(Aim of the exercise): Using the material below, print the line that contains "Sample: x=304 y=24", the line that contains "Target: green leaf", and every line in between, exactly and nothing else.

___ Data for review

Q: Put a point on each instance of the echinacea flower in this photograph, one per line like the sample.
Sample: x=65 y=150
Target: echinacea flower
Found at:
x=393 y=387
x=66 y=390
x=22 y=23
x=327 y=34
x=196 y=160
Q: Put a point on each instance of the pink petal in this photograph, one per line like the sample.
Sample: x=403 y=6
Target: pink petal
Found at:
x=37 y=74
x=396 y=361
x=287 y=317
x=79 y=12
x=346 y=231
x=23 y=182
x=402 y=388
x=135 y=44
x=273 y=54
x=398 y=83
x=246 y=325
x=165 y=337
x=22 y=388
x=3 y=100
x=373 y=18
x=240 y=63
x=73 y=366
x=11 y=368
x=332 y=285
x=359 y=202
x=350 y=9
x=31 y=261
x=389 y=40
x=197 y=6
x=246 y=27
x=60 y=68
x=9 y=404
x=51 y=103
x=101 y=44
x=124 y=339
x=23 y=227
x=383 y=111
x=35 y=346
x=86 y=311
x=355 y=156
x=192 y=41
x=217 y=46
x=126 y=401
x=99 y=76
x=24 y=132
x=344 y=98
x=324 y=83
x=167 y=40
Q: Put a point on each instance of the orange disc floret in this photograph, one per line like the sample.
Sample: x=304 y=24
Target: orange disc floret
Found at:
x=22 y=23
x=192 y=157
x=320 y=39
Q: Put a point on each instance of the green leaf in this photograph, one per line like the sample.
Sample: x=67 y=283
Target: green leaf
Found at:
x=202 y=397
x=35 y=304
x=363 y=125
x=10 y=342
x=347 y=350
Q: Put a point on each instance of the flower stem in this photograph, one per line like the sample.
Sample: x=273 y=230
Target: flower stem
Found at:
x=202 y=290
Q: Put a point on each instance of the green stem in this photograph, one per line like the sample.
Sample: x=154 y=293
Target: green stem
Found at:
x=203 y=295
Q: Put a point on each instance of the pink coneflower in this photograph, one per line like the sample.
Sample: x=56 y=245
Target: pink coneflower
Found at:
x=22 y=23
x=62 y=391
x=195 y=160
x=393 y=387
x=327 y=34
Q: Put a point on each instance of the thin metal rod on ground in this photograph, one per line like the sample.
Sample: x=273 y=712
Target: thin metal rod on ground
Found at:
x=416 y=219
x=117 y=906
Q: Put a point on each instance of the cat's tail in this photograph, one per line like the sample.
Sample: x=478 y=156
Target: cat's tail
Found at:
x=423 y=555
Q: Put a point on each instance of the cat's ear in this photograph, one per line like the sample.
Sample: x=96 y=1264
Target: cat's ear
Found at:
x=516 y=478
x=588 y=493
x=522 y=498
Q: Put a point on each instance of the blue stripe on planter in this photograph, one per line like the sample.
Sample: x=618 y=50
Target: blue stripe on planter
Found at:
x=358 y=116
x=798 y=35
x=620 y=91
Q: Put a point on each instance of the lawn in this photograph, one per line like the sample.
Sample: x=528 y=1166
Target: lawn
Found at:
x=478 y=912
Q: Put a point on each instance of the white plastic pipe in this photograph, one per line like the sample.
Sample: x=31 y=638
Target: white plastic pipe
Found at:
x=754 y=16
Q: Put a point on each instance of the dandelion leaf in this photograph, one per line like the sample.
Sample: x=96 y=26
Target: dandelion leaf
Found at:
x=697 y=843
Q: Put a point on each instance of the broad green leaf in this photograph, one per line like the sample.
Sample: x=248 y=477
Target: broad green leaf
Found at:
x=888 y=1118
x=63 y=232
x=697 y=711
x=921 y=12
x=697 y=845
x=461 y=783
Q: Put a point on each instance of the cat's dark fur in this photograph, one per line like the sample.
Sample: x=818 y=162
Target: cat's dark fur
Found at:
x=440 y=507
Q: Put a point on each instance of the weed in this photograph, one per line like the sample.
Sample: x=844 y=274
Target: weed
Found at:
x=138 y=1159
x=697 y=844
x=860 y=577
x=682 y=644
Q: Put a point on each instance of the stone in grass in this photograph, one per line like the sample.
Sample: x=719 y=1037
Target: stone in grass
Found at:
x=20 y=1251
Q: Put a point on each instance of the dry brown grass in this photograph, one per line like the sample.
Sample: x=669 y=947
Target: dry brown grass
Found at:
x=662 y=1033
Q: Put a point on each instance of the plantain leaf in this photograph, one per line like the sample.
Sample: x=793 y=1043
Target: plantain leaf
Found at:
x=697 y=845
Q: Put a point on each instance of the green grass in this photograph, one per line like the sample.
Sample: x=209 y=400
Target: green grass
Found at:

______

(Result of this exercise):
Sample: x=304 y=24
Target: orange disc floret
Found at:
x=22 y=23
x=192 y=157
x=320 y=39
Q: Put a point on each instance of the green leaf in this photograph, one per line like the sample.
Sample: x=67 y=283
Target: green leaf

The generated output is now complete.